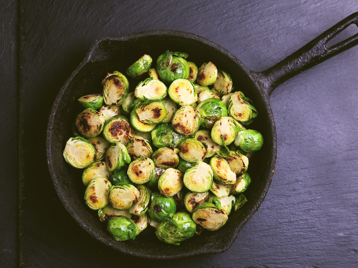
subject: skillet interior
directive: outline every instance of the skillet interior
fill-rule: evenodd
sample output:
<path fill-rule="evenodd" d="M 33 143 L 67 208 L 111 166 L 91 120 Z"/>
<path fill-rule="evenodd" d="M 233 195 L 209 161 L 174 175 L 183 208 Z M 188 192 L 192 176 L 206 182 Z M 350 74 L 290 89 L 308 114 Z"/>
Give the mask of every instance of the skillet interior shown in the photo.
<path fill-rule="evenodd" d="M 66 141 L 72 136 L 71 125 L 79 111 L 77 99 L 101 92 L 101 81 L 107 72 L 125 74 L 125 70 L 145 54 L 154 60 L 166 50 L 186 52 L 188 60 L 198 66 L 212 61 L 232 76 L 235 90 L 251 99 L 259 115 L 249 128 L 259 131 L 264 144 L 250 162 L 248 172 L 252 181 L 244 193 L 248 202 L 238 211 L 232 212 L 227 224 L 215 232 L 205 231 L 180 246 L 165 244 L 148 227 L 135 240 L 117 241 L 106 231 L 96 211 L 83 200 L 85 188 L 81 179 L 83 169 L 67 164 L 62 156 Z M 56 190 L 65 207 L 77 223 L 93 237 L 122 252 L 151 258 L 176 258 L 204 253 L 218 253 L 227 250 L 239 231 L 262 203 L 271 183 L 276 156 L 276 130 L 266 95 L 250 77 L 248 70 L 235 56 L 216 44 L 192 34 L 158 31 L 129 35 L 120 38 L 99 39 L 80 66 L 66 82 L 51 111 L 47 135 L 47 154 L 50 172 Z M 131 80 L 130 91 L 139 80 Z"/>

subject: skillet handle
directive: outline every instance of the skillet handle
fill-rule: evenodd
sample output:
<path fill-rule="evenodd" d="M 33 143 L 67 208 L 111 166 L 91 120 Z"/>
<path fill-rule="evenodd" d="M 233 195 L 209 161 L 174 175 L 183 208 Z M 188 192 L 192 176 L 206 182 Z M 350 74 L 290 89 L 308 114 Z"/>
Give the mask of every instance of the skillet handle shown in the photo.
<path fill-rule="evenodd" d="M 358 44 L 357 33 L 330 47 L 327 45 L 330 40 L 353 23 L 358 27 L 358 12 L 348 16 L 275 65 L 255 73 L 253 78 L 270 96 L 275 88 L 286 80 Z"/>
=-=-=
### Aim of the exercise
Reproduce all the records above with every occurrence of "photo" replaced by "image" and everything else left unchanged. Leave out the pictures.

### Output of the exercise
subject: skillet interior
directive: outline every instance of the skillet interior
fill-rule: evenodd
sample output:
<path fill-rule="evenodd" d="M 33 143 L 67 208 L 111 166 L 91 120 Z"/>
<path fill-rule="evenodd" d="M 233 195 L 209 161 L 174 175 L 183 208 Z M 188 192 L 192 176 L 206 182 Z M 350 74 L 290 89 L 308 114 Z"/>
Give the mask of every instance of the skillet interior shown in the image.
<path fill-rule="evenodd" d="M 66 141 L 72 136 L 71 125 L 79 111 L 77 99 L 101 92 L 101 81 L 107 72 L 125 74 L 125 70 L 145 54 L 154 60 L 166 50 L 186 52 L 188 60 L 198 66 L 212 61 L 232 76 L 235 90 L 251 99 L 259 115 L 249 128 L 259 131 L 264 144 L 250 162 L 248 172 L 252 181 L 244 193 L 248 202 L 238 211 L 232 212 L 227 224 L 215 232 L 205 231 L 180 246 L 165 244 L 148 227 L 135 240 L 117 241 L 106 231 L 96 211 L 83 200 L 85 188 L 81 179 L 83 169 L 67 164 L 62 156 Z M 56 190 L 65 207 L 77 223 L 93 237 L 122 252 L 151 258 L 176 258 L 204 253 L 218 253 L 227 250 L 239 231 L 262 203 L 271 183 L 276 156 L 276 130 L 266 95 L 250 77 L 248 70 L 235 56 L 216 44 L 192 34 L 158 31 L 129 35 L 120 38 L 99 39 L 80 66 L 66 82 L 51 111 L 47 135 L 47 154 L 50 172 Z M 131 80 L 130 91 L 139 80 Z"/>

subject: skillet handle
directive: outline every instance of the skillet handle
fill-rule: evenodd
sample output:
<path fill-rule="evenodd" d="M 33 143 L 67 208 L 111 166 L 91 120 Z"/>
<path fill-rule="evenodd" d="M 233 195 L 209 161 L 174 175 L 183 208 Z M 188 192 L 192 176 L 206 182 Z M 350 74 L 290 89 L 308 114 Z"/>
Give the mask of every instance of the skillet handle shown in the image.
<path fill-rule="evenodd" d="M 358 44 L 357 33 L 330 47 L 327 45 L 330 40 L 353 23 L 358 27 L 358 12 L 348 16 L 275 65 L 255 73 L 253 78 L 270 96 L 275 88 L 286 80 Z"/>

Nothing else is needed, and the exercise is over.